Aim » Copy the records below, replacing "trace the outline of" with "draw the boundary of" wherever it occurs and leaving everything else unchanged.

Records for this exercise »
# # # # # # #

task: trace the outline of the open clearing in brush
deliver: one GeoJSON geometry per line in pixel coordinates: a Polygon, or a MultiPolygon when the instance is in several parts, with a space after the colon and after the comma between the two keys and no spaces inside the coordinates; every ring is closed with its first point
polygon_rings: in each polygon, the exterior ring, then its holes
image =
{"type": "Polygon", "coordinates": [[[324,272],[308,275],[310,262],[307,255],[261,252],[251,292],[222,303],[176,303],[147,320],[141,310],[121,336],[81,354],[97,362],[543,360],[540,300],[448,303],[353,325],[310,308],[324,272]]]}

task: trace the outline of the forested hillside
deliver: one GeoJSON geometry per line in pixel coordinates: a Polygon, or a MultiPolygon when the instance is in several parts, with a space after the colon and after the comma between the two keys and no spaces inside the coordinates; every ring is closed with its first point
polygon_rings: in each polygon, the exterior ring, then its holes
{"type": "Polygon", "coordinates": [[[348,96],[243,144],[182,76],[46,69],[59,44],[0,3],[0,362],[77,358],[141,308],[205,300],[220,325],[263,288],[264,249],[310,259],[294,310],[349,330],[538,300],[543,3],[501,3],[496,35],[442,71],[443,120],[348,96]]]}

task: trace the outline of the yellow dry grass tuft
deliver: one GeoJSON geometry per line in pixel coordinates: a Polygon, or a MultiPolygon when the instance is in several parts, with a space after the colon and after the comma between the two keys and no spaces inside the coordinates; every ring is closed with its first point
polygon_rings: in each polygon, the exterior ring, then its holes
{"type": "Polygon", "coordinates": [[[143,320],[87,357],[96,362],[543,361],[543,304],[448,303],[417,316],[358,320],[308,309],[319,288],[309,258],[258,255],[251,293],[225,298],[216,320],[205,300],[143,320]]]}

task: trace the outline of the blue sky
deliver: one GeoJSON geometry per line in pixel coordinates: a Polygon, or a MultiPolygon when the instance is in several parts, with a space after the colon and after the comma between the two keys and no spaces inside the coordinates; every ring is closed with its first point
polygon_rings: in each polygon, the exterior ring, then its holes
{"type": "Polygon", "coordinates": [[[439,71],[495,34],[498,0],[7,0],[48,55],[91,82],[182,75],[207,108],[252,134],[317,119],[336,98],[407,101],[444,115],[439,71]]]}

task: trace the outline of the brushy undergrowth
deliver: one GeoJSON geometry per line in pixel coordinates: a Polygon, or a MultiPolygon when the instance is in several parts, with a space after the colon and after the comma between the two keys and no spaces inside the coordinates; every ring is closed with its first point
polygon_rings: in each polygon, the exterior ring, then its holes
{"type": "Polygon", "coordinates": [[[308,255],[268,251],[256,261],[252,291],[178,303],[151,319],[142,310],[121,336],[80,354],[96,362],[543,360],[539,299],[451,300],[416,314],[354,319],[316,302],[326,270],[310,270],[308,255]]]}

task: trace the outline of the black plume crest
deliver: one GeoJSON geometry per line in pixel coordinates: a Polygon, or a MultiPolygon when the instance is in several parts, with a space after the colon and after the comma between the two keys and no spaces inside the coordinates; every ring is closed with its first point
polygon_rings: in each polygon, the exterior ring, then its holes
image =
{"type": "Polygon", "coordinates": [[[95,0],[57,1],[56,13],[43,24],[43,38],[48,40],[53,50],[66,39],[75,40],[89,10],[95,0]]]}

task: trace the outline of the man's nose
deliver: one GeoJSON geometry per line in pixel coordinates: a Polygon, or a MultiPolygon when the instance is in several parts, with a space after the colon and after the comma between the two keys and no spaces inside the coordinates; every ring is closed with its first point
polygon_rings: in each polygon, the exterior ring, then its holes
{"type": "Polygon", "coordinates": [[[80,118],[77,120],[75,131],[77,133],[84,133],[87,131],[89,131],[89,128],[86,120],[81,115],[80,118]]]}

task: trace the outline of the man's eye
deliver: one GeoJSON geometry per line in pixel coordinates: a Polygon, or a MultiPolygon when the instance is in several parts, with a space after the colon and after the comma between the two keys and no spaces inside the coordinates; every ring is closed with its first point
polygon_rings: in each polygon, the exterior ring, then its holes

# # # # # # #

Full answer »
task: draw the boundary of the open clearing in brush
deliver: one GeoJSON geometry per line in pixel coordinates: a Polygon, or a MultiPolygon when the instance is in several parts, with a space after the colon and after the comma between the two keys and no spaces inside the coordinates; every ring is closed with its first point
polygon_rings: in each polygon, the exterior ring, then its holes
image =
{"type": "Polygon", "coordinates": [[[324,272],[308,275],[310,262],[307,255],[261,252],[251,292],[222,303],[176,303],[147,320],[141,310],[121,336],[81,354],[97,362],[543,360],[540,300],[448,303],[353,325],[310,308],[324,272]]]}

task: draw the boundary of the forested hillside
deliver: one GeoJSON geometry per line in pixel coordinates: a Polygon, or a MultiPolygon when the instance is in several parts, with a space after the colon and after the comma between the two keys and no spaces inside the coordinates; every ring is closed with its first point
polygon_rings: in each polygon, the exterior ring, then its holes
{"type": "Polygon", "coordinates": [[[348,96],[243,144],[182,76],[46,69],[59,44],[0,3],[0,362],[77,358],[141,308],[205,300],[220,325],[263,288],[264,249],[310,259],[294,310],[349,330],[538,300],[543,3],[501,3],[496,35],[442,71],[443,120],[348,96]]]}

task: draw the boundary of the yellow dry grass tuft
deliver: one GeoJSON geometry per line in pixel coordinates: a Polygon, or a MultiPolygon when the instance is in several parts, with a space after the colon and after the comma between the two keys and no spaces inside the coordinates; every ring is closed with its first point
polygon_rings: in each polygon, the exterior ring, then its holes
{"type": "Polygon", "coordinates": [[[143,320],[87,357],[96,362],[543,361],[543,304],[448,303],[417,316],[358,320],[308,309],[319,288],[309,258],[258,255],[251,293],[225,298],[216,320],[205,300],[143,320]]]}

task: draw the boundary of the blue sky
deliver: one GeoJSON geometry per line in pixel coordinates: a Polygon, or a MultiPolygon when the instance is in several parts, with a space after the colon and after the comma between the two keys and no spaces inside the coordinates; every ring is closed with its first point
polygon_rings: in each polygon, the exterior ring, then its holes
{"type": "Polygon", "coordinates": [[[439,71],[495,34],[498,0],[7,0],[48,55],[91,82],[182,75],[207,108],[252,134],[317,119],[336,98],[407,101],[444,115],[439,71]]]}

task: draw the boundary of the brushy undergrowth
deliver: one GeoJSON geometry per line in pixel coordinates: a Polygon, or a MultiPolygon when the instance is in several parts, with a space after the colon and after the comma between the two keys and no spaces inside the coordinates; every ring is closed with its first point
polygon_rings: in each polygon, the exterior ring, then its holes
{"type": "Polygon", "coordinates": [[[308,255],[268,251],[256,261],[252,291],[178,303],[151,319],[142,310],[121,336],[80,354],[96,362],[543,360],[539,299],[451,300],[416,314],[354,319],[316,302],[326,270],[310,270],[308,255]]]}

task: draw the boundary of the black plume crest
deliver: one GeoJSON geometry per line in pixel coordinates: a Polygon, or a MultiPolygon when the instance is in several parts, with a space after the colon and after the comma between the two keys and no spaces inside the coordinates; every ring is closed with its first point
polygon_rings: in each polygon, the exterior ring, then its holes
image =
{"type": "Polygon", "coordinates": [[[95,0],[57,1],[56,13],[43,24],[43,38],[48,40],[53,50],[66,39],[75,40],[89,10],[95,0]]]}

task: draw the boundary of the man's nose
deliver: one GeoJSON geometry per line in pixel coordinates: a Polygon, or a MultiPolygon when the instance is in several parts, with a space after the colon and after the comma between the two keys and no spaces inside the coordinates; every ring is closed with its first point
polygon_rings: in each polygon, the exterior ring, then its holes
{"type": "Polygon", "coordinates": [[[80,118],[77,120],[75,131],[77,133],[84,133],[87,131],[89,131],[89,128],[86,120],[81,115],[80,118]]]}

task: draw the boundary of the man's eye
deliver: one GeoJSON geometry per line in pixel coordinates: a Polygon, or a MultiPolygon when the instance is in several parts, with a space after the colon and after the comma between the two keys and no spaces inside the coordinates; every ring is closed with its first point
polygon_rings: in each polygon, the exterior ring, then its holes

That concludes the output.